_EXERCISE SET_.
(a) Edit the CTC isolation text from "Podsumowanie" to "metastasis is described.", changing "whole blood" to "peripheral blood".
(b) Decide whether each statement agrees with the CTC isolation text, giving yes or no with the deciding words quoted from it: (i) Thomas Ashworth first observed CTCs in 1869. (ii) The method is described as an invasive technique. (iii) The number of CTCs is unrelated to tumor size.

Isolation and Propagation of Circulating Tumor Cells from a Mouse Cancer Model

Podsumowanie

Circulating tumor cells (CTCs) have been shown to play an important role in tumor metastasis. Here, a method for the isolation and propagation of CTCs from the whole blood of a syngeneic mouse tumor model of hepatocellular carcinoma (HCC) metastasis is described.

Streszczenie

Cancer metastasis is the foremost cause of cancer-associated deaths. Recent studies have shown that circulating tumor cells (CTCs) are important in cancer metastasis. Indeed, the number of CTCs correlates with tumor size. Here, a detailed description is provided of a methodology for isolation and propagation of CTCs from a syngeneic mouse model of hepatocellular carcinoma (HCC) which allows for downstream analysis of potentially important molecular mechanisms of solid organ tumor metastasis. This method is efficient and reproducible. It is a non-invasive technique and, therefore, has potential to replace the invasive biopsy of tissues from humans which may be associated with complications. Therefore, the method discussed here allows for the isolation and propagation of CTCs from whole blood samples such that they can be examined and characterized. This has potential for future adaptation for clinical applications such as diagnosis, and personalized targeted therapy.

Wprowadzenie

The cancer research community has known of the existence of circulating tumor cells (CTCs) since first being observed by Thomas Ashworth in 1869¹. Since then, CTCs have been shown to be important in tumor metastasis and disease progression^2-5. Today, solid tumors are a major cause of morbidity and mortality worldwide. CTCs are rare cells that originate from primary tumors and travel through the blood stream to different organs of which only a small fraction ultimately develop into metastasis^2-5. Notably, there is positive correlation between tumor size and CTC number^3,4.

An understanding of CTC biology can contribute to the search for targeted therapy. Furthermore, CTCs may have diagnostic applications. To achieve these potential clinical applications, one needs to overcome some current challenges to studying CTCs. One challenge is related to the fact that CTCs may be present as single cells or as clusters and they may even be able to change their phenotype in response to the blood microenvironment². Moreover, detection can be very challenging, in part, due to the low count of CTCs (a few to hundreds per milliliter) among one billionhematologic cells per milliliterin the blood⁶. Nevertheless, in recent years, research into the potential clinical applications of CTCs from solid organ cancers has intensified.

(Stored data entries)
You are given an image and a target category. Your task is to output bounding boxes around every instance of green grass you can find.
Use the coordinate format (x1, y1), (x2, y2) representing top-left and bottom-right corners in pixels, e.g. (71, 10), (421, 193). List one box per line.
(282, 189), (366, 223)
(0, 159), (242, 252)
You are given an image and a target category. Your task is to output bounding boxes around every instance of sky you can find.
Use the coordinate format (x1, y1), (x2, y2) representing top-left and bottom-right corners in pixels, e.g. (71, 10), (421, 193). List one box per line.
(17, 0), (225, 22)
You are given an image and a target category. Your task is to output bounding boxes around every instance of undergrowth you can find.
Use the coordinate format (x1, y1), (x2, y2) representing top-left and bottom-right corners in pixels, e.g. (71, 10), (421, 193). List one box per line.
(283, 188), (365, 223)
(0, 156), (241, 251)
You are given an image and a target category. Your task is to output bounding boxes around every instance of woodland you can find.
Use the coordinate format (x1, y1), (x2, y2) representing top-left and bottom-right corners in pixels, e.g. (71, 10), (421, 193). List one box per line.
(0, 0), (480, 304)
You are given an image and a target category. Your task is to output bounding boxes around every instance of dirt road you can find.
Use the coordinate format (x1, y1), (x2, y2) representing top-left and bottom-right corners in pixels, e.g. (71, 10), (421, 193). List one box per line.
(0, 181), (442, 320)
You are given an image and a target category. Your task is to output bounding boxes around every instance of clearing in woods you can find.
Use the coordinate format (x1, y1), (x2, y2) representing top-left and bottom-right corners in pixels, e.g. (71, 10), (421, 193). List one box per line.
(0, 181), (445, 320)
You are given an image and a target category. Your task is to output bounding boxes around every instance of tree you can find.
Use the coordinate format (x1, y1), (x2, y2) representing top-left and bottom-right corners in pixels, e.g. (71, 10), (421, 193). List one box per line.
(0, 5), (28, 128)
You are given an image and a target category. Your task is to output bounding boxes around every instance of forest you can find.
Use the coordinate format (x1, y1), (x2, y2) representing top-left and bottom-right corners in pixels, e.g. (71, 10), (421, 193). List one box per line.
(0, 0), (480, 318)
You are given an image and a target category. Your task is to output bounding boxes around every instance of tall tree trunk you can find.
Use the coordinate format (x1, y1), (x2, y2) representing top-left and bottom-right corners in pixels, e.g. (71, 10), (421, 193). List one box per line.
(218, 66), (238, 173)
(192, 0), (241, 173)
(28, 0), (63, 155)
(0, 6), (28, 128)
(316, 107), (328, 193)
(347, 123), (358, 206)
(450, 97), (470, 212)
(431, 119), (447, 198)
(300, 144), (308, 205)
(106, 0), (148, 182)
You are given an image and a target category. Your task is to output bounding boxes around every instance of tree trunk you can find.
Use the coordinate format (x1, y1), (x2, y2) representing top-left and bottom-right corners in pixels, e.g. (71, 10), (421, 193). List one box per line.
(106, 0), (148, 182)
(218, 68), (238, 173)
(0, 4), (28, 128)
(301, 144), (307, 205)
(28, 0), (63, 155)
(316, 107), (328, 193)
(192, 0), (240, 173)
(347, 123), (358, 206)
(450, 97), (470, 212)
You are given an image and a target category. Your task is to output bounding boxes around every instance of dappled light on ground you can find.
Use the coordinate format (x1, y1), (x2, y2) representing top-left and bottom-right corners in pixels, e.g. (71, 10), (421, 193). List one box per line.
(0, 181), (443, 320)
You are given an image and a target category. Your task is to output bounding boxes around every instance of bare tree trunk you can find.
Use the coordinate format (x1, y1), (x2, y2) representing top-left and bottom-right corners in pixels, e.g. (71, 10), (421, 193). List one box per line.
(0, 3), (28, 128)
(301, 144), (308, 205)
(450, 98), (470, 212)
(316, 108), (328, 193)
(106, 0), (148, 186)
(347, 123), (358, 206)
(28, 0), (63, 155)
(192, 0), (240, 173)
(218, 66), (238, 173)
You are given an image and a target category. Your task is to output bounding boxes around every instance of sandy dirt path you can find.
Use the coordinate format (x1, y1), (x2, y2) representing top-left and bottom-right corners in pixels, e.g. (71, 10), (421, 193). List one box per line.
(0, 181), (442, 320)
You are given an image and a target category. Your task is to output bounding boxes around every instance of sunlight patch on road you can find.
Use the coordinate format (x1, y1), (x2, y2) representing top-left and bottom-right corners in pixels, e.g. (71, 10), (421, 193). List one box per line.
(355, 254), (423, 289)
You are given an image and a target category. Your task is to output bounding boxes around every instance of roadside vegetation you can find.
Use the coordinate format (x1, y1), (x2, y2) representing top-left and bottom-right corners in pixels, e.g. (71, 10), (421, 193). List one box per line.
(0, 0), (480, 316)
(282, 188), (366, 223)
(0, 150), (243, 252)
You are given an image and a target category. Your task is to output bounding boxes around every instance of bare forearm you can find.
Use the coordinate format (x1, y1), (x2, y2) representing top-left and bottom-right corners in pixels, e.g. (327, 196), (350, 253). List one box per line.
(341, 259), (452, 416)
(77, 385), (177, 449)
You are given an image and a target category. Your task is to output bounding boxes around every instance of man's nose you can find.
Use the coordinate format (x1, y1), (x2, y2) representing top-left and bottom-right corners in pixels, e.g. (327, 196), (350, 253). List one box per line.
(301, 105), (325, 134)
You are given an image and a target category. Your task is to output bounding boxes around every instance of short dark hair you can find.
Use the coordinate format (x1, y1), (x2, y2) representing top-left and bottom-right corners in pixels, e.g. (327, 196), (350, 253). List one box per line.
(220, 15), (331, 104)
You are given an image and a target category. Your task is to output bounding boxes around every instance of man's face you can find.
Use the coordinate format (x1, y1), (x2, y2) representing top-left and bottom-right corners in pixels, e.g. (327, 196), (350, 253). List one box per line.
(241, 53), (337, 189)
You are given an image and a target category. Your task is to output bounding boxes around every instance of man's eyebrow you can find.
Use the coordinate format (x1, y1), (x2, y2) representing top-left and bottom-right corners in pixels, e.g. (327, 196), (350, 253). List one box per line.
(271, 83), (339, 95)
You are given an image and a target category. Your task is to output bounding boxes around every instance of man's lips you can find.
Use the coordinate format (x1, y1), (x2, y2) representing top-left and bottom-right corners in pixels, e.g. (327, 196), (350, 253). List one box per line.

_SOLUTION LIST_.
(a)
Podsumowanie

Circulating tumor cells (CTCs) have been shown to play an important role in tumor metastasis. Here, a method for the isolation and propagation of CTCs from the peripheral blood of a syngeneic mouse tumor model of hepatocellular carcinoma (HCC) metastasis is described.

(b)
(i) Yes: "first being observed by Thomas Ashworth in 1869"
(ii) No: "It is a non-invasive technique"
(iii) No: "the number of CTCs correlates with tumor size"